WHAT THE TASK REQUIRES
Print all of the items below again word for word, leaving out the pictures.
------------
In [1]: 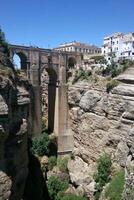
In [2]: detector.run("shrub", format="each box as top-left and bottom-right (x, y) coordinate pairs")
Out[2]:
(60, 195), (87, 200)
(106, 80), (119, 93)
(105, 169), (125, 200)
(91, 55), (107, 64)
(95, 154), (112, 200)
(57, 157), (69, 172)
(72, 68), (92, 84)
(48, 156), (57, 170)
(47, 176), (69, 200)
(31, 132), (50, 156)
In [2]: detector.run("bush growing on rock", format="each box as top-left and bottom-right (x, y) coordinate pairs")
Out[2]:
(95, 154), (112, 200)
(105, 169), (125, 200)
(72, 68), (92, 84)
(106, 80), (119, 93)
(48, 156), (57, 170)
(47, 176), (69, 200)
(31, 132), (50, 156)
(59, 195), (87, 200)
(57, 157), (69, 172)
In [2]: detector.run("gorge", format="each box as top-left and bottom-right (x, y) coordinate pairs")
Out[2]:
(0, 32), (134, 200)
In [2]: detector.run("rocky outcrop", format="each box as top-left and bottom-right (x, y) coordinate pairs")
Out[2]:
(68, 73), (134, 200)
(0, 71), (30, 200)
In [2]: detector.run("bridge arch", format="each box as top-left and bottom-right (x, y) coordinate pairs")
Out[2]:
(68, 57), (77, 69)
(12, 52), (28, 70)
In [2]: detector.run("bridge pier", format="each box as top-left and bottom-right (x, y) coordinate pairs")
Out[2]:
(58, 84), (73, 155)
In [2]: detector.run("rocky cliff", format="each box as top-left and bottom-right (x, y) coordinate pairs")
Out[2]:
(68, 68), (134, 200)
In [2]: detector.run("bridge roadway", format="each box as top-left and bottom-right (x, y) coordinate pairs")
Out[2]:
(9, 44), (82, 154)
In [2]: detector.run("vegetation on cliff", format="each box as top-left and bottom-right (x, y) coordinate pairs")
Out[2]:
(95, 154), (112, 200)
(105, 169), (125, 200)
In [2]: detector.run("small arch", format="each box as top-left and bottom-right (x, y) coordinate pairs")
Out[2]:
(13, 52), (27, 70)
(68, 57), (76, 68)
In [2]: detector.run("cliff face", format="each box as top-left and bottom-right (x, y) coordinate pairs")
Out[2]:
(0, 68), (30, 200)
(69, 70), (134, 200)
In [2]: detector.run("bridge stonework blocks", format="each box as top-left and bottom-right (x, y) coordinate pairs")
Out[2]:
(10, 45), (82, 154)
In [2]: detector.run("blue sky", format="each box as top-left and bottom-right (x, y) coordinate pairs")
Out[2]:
(0, 0), (134, 48)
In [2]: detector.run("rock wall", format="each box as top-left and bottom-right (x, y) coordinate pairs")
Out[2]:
(0, 71), (30, 200)
(68, 74), (134, 200)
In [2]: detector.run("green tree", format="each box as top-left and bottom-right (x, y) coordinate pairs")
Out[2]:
(60, 195), (87, 200)
(47, 176), (69, 200)
(31, 132), (50, 156)
(105, 169), (125, 200)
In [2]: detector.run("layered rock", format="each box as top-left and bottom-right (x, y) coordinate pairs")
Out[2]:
(68, 76), (134, 200)
(0, 68), (30, 200)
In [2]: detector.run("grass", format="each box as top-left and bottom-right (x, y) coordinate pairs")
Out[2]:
(105, 169), (125, 200)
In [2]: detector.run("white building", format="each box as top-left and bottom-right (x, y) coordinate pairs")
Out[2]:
(102, 33), (134, 61)
(54, 41), (101, 54)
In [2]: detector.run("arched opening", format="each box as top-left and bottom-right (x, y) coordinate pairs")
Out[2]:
(41, 68), (57, 133)
(13, 52), (27, 70)
(68, 57), (76, 69)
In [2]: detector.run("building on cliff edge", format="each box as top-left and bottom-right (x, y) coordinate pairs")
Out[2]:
(101, 33), (134, 62)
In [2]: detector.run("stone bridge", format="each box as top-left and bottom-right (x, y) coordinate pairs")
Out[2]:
(10, 45), (82, 154)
------------
SOLUTION
In [1]: 
In [2]: detector.run("shrub", format="each box as top-left and bottom-right (x, y) coordinate pairs")
Out[2]:
(60, 195), (87, 200)
(106, 80), (119, 93)
(105, 169), (125, 200)
(91, 55), (107, 64)
(95, 154), (112, 200)
(57, 157), (69, 172)
(72, 68), (92, 84)
(48, 156), (57, 170)
(47, 176), (69, 200)
(31, 132), (50, 156)
In [2]: detector.run("bush growing on rock", format="each box as top-left and bottom-right (x, y) coordinate pairs")
Out[2]:
(95, 154), (112, 200)
(105, 169), (125, 200)
(72, 68), (92, 84)
(106, 80), (119, 93)
(48, 156), (57, 170)
(47, 176), (69, 200)
(31, 132), (50, 156)
(59, 195), (87, 200)
(57, 157), (69, 172)
In [2]: detector.run("gorge", format="each box as top-left and bottom-right (x, y) coordinate pairs")
Out[2]:
(0, 32), (134, 200)
In [2]: detector.run("rocky outcrop", format="each box as top-left and bottom-right (x, y) coordinate pairs")
Out[2]:
(68, 73), (134, 200)
(0, 71), (30, 200)
In [2]: detector.run("bridge arch", format="each box as top-left and bottom-right (x, y) coordinate pairs")
Out[2]:
(68, 57), (77, 69)
(12, 52), (28, 70)
In [2]: detector.run("bridge pier", format="each box as top-left and bottom-right (x, y) coordinate pairs")
Out[2]:
(58, 84), (73, 155)
In [2]: detector.run("rocky cliff", format="each box as top-left and bottom-right (x, y) coordinate pairs")
Out[2]:
(68, 68), (134, 200)
In [2]: detector.run("bridge roadway", format="each box as top-left and bottom-right (x, y) coordinate pairs")
Out[2]:
(9, 44), (82, 154)
In [2]: detector.run("vegetation on cliff", format="each box as top-left and bottom-right (x, y) coordinate pairs")
Out[2]:
(95, 154), (112, 200)
(105, 169), (125, 200)
In [2]: detector.run("small arch", format="each box as top-left and bottom-right (x, y) coordinate pairs")
Out[2]:
(13, 52), (27, 70)
(68, 57), (76, 68)
In [2]: detector.run("cliff face", format="each box as top-left and bottom-right (x, y) coordinate pairs")
Out[2]:
(0, 68), (30, 200)
(69, 70), (134, 200)
In [2]: detector.run("bridge stonework blocks", format="each box as top-left and bottom-right (x, y) coordinate pairs")
Out[2]:
(10, 45), (82, 154)
In [2]: detector.run("blue sky", format="each box as top-left and bottom-right (x, y) coordinate pairs")
Out[2]:
(0, 0), (134, 48)
In [2]: detector.run("rock wall", format="each box as top-left and bottom-right (x, y) coordinate pairs")
Out[2]:
(0, 71), (30, 200)
(68, 74), (134, 200)
In [2]: detector.run("green tree", format="each box as top-left and bottom-right (x, y) coordinate pairs")
Out[2]:
(60, 195), (87, 200)
(47, 176), (69, 200)
(31, 132), (50, 156)
(105, 169), (125, 200)
In [2]: detector.run("layered rock", format="each box as top-left and bottom-right (x, y) coordinate pairs")
Out[2]:
(68, 76), (134, 200)
(0, 68), (30, 200)
In [2]: detector.run("grass", format="each box as top-left and bottom-right (x, y) coordinate pairs")
Out[2]:
(105, 169), (125, 200)
In [2]: detector.run("white building", format="each box as top-left and bottom-right (x, y) coordinate pairs")
Out[2]:
(102, 33), (134, 61)
(54, 41), (101, 54)
In [2]: detector.run("arched opening", format="each box as top-left and bottom-right (x, y) coordinate pairs")
Out[2]:
(41, 68), (57, 133)
(13, 52), (27, 70)
(68, 57), (76, 69)
In [2]: detector.run("building on cliff edge", format="each box as top-left and bottom-right (x, y) coordinate pairs")
Out[2]:
(101, 33), (134, 62)
In [2]: detector.run("stone bridge", format="each box as top-left and bottom-right (x, y) coordinate pairs")
Out[2]:
(10, 45), (82, 154)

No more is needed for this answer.